Selected text ->
══════════════════════════════

Pina Colada Pie
User Reviews
5
Pina Colada Pie
Description
The Pina Colada Pie features a graham cracker crust pressed firmly into a pie dish, chilled for a firm base. The filling blends softened cream cheese with sugar and rum extract, then folds in well-drained crushed pineapple and shredded coconut for tropical flavor and texture. Light, stiffly whipped cream is carefully incorporated for a fluffy, airy consistency. The pie is chilled to set, allowing flavors to meld and the filling to firm up. The whipped cream topping, maraschino cherries, and optional toasted coconut garnish complete the presentation.
This pie delivers a balance of creamy, sweet, and slightly tangy flavors with tropical notes from pineapple and coconut. The texture contrasts the crumbly, buttery crust with the smooth, fluffy filling. It’s a dessert that pairs well with casual meals or summertime occasions where a cool, fruity dessert is desired.
For proper handling, drain pineapple thoroughly to avoid excess moisture that might loosen the filling. The pie keeps well refrigerated for up to three days when covered carefully to prevent moisture buildup on the surface. Freezing is not recommended as it affects texture and stability.
Ingredients
Crust
- 1 1/2 cup graham cracker crumbs
- 1/2 cup butter salted
- 1/3 cup granulated sugar
Pie Filling
- 1 1/2 cup heavy cream very cold
- 1 tablespoon powdered sugar
- 8 ounces cream cheese softened
- 1/3 cup granulated sugar
- 1 teaspoon rum extract
- 15 ounces pineapple drained well, crushed
- 1 cup sweetened shredded coconut
- toasted coconut optional garnish
- Whipped Cream
- maraschino cherries
Instructions
- In a medium sized bowl, mix together with a fork the graham crumbs, melted butter, and sugar.
- Next, pour the graham crumb mixture into a 9 inch pie plate. Press the mixture into the bottom of the pan and up the sides, then place it in the fridge to chill.
- In a separate bowl, whip the heavy cream with a mixer until soft peaks begin to form, then add the powdered sugar to the cream. Continue mixing until the peaks are stiff. You’ll find the mixture easier to work with if you chill the bowl, cream and beaters. When finished, set the whipped cream aside.
- Pour the crushed pineapple into a sieve and press down to drain the juice, then set it aside.

══════════════════════════════

Material shown ->
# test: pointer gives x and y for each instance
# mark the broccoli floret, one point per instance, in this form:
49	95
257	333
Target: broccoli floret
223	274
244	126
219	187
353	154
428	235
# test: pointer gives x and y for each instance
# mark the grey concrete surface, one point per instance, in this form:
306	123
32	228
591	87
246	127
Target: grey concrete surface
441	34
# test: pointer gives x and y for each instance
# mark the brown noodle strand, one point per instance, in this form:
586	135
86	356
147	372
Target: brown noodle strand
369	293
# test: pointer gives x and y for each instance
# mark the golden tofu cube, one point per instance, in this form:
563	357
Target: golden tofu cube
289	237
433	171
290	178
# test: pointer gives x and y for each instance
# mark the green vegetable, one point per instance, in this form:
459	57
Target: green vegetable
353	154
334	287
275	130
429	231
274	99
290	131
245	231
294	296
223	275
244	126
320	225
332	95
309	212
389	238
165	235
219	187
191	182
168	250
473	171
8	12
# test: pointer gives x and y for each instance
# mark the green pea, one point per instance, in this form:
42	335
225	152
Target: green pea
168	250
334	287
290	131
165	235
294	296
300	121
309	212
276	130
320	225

══════════════════════════════

Task list ->
a. From the pina colada pie recipe, list every ingredient given under the Crust heading, with its stated amount.
b. Return the part of the pina colada pie recipe starting at "- Next, pour" and ending at "set it aside.".

Written answers ->
a.
- 1 1/2 cup graham cracker crumbs
- 1/2 cup butter salted
- 1/3 cup granulated sugar

b.
- Next, pour the graham crumb mixture into a 9 inch pie plate. Press the mixture into the bottom of the pan and up the sides, then place it in the fridge to chill.
- In a separate bowl, whip the heavy cream with a mixer until soft peaks begin to form, then add the powdered sugar to the cream. Continue mixing until the peaks are stiff. You’ll find the mixture easier to work with if you chill the bowl, cream and beaters. When finished, set the whipped cream aside.
- Pour the crushed pineapple into a sieve and press down to drain the juice, then set it aside.